Tribuna
Luciano o el humor contra todo impostor
El humor de Luciano o la grave seriedad de Marco Aurelio son dos caras de una misma moneda, en el fondo, la de la filosofía, que nos ayuda a desenmascarar todas las falsedades que nos asedian y a vivir con autenticidad
No hay nada más efectivo que el humor para desenmascarar a toda la ralea de impostores, falsarios, embusteros, falsos profetas y vendedores de crecepelos que nos aflige día a día, tanto en nuestra actualidad atolondrada por las pantallas como en el siglo II. Y, si no, basta leer al gran sofista griego, de origen sirio, Luciano de Samósata, para convencerse de que poco han cambiado las cosas: es compartida la credulidad general, desde los fraudes religiosos y económicos de la antigüedad hasta esos mensajes de correo electrónico y móvil que nos hacen pinchar en enlaces para picar en anzuelos variados.
Alguna vez se ha dicho que el siglo II de nuestra era, la edad de los buenos emperadores que comienza con Trajano y acaba con el célebre Marco Aurelio, es un buen laboratorio de ideas para entender lo que será el mundo posterior. Desde luego que es una época brillante en la que se consigue la simbiosis definitiva entre Grecia y Roma como epítome del mundo clásico al que nos debemos. También hay que recordar que hay una especie de explosión literaria en lengua griega, que es la llamada «segunda sofística», en la que fantásticos oradores –que son casi como estrellas de conciertos– lograrán suscitar un interés inusitado tanto entre las clases altas como levantar pasiones y expectación entre el público general con sus discursos.

Entradas de datos.
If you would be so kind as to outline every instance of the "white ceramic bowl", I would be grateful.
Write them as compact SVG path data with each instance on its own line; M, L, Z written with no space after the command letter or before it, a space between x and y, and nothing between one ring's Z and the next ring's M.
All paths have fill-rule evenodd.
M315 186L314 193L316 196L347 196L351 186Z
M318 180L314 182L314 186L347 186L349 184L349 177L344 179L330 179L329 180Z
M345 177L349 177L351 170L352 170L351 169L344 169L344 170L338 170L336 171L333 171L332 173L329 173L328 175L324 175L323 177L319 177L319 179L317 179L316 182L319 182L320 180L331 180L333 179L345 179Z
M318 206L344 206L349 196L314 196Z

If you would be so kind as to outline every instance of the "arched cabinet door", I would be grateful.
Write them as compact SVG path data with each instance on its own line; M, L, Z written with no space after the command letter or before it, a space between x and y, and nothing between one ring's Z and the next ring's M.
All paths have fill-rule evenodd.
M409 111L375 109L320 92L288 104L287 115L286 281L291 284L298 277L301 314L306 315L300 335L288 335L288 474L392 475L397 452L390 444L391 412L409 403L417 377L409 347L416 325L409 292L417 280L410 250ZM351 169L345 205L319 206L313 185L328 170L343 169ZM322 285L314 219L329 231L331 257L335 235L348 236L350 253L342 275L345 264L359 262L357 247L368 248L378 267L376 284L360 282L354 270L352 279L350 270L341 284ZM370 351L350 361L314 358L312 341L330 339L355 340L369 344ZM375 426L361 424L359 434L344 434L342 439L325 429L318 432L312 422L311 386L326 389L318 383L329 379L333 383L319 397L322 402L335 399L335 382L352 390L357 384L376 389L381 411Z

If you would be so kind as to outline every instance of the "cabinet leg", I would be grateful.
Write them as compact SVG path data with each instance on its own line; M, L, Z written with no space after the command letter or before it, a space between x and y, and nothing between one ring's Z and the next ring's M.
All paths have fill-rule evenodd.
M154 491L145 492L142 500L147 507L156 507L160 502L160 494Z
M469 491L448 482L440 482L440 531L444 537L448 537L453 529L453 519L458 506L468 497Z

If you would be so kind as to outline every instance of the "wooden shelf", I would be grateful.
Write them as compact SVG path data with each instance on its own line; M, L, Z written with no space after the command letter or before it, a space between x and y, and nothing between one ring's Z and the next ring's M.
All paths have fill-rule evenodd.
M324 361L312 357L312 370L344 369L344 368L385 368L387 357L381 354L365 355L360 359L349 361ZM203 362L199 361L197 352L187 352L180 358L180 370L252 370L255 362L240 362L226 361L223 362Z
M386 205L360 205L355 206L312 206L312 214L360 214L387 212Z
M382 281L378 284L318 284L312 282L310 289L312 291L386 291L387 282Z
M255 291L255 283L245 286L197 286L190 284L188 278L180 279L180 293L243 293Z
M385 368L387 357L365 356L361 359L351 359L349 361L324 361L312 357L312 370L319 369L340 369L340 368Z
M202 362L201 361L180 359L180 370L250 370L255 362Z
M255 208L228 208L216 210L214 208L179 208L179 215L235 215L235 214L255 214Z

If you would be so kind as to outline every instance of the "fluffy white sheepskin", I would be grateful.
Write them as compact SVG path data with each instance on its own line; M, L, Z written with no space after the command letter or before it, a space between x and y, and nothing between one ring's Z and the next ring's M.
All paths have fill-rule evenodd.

Planteamiento del problema 1.
Según la tribuna sobre Luciano de Samósata, ¿con qué emperador comienza y con cuál acaba la edad de los buenos emperadores?
Planteamiento del problema 2.
Prosigue la tribuna sobre Luciano de Samósata a partir de su última oración.

Resultado final 1.
Comienza con Trajano y acaba con Marco Aurelio.

Resultado final 2.
Uno de ellos es este sofista llamado Luciano, al que debemos considerar uno de los primeros humoristas de Occidente y que nos ha regalado obras magníficas en las que se complace en ridiculizar a todo tipo de filósofos pomposos o charlatanes de medio pelo. Voltaire lo adoraba… Hay que recordar obras suyas en las que se ríe de la tradición mitológica o literaria de manera inteligente y mordaz –como los Diálogos de las cortesanas o los Diálogos de los dioses–, divertidos viajes a la luna o al más allá, y aventuras filosóficas de toda índole que muestran sus simpatías por algunos cínicos y, sobre todo, por los epicúreos.
Luciano (125-181) nace en la siria Samósata y fue orador y abogado en Antioquía. Vivió una vida de aprendizaje, viajes y experiencias a través del Mediterráneo, en la época del emperador Marco Aurelio. Fue alumno de un filósofo platónico en Roma, aunque tuvo simpatías, como se ha dicho, especialmente por los epicúreos. Luego marchó de nuevo a Antioquía y acabó domiciliado en Atenas, desde donde inició una carrera imparable de orador ambulante y exitoso, dando conferencias por toda Grecia e Italia, que le proporcionaron fama y fortuna. Tal vez compaginara esta actividad con el magisterio de retórica en alguna cátedra en el Oriente del Imperio Romano. Suponemos que su afilada oratoria y su literatura le granjearon no pocos enemigos. Le perdemos la pista al final del siglo y quizá muriera en alguna ciudad con cátedra de retórica justo al acabar este.
Una de estas obras está dedicada a Alejandro de Abonutico, un personaje inclasificable que representa lo peor de los impostores y embaucadores de todas las épocas. Este es «el falso profeta» por excelencia, que se inventa un culto misterioso y serpentino para ganar reputación y fortuna. En efecto, su obra Alejandro o el falso profeta, se dedica a desenmascarar los embustes de ese inefable charlatán, que supo medrar en la sociedad del oriente romano explotando la superstición y la credibilidad de las gentes.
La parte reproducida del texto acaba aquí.